== EXTRAIT SOURCE

Freaky (2020) est arrivé et reparti, comme une goutte de sang plutôt qu’une éclaboussure de tripes, sans le battage médiatique qu’il méritait. C’est dommage, car il s’agit d’un excellent film du réalisateur Christopher Landon, qui a également réalisé le tout aussi amusant Happy Death Day (2017). Landon a depuis critiqué la stratégie de sortie des films le jour même, affirmant que les studios devraient « protéger les films en salles ou se lancer à fond dans le streaming. » Ce slasher moderne à l’histoire unique a un rôle principal tout aussi unique. Kathryn Newton n’a pas à faire face à la prémisse typique du slasher : aucun baby-sitter ne voit son travail bouleversé le soir d’Halloween, aucun couple de tueurs n’attribue ses crimes à des films d’horreur, et le croque-mitaine ganté d’un couteau est absent. Au lieu de cela, Newton est pris dans un échange de corps, brouillant la ligne entre Final Girl et un méchant de slasher.

====

§ TRAVAIL DEMANDÉ
Selon l'extrait sur Freaky, pourquoi est-il dommage que le film soit sorti sans le battage médiatique qu'il méritait ? Répondez en une à trois phrases. Les lignes qui suivent ne sont pas nécessaires.

== MATÉRIEL RECUEILLI

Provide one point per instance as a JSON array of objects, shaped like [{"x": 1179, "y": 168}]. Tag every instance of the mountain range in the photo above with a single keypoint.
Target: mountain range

====

§ RÉPONSE COMPLÈTE
Parce que Freaky est un excellent film du réalisateur Christopher Landon, qui a aussi réalisé le tout aussi amusant Happy Death Day (2017).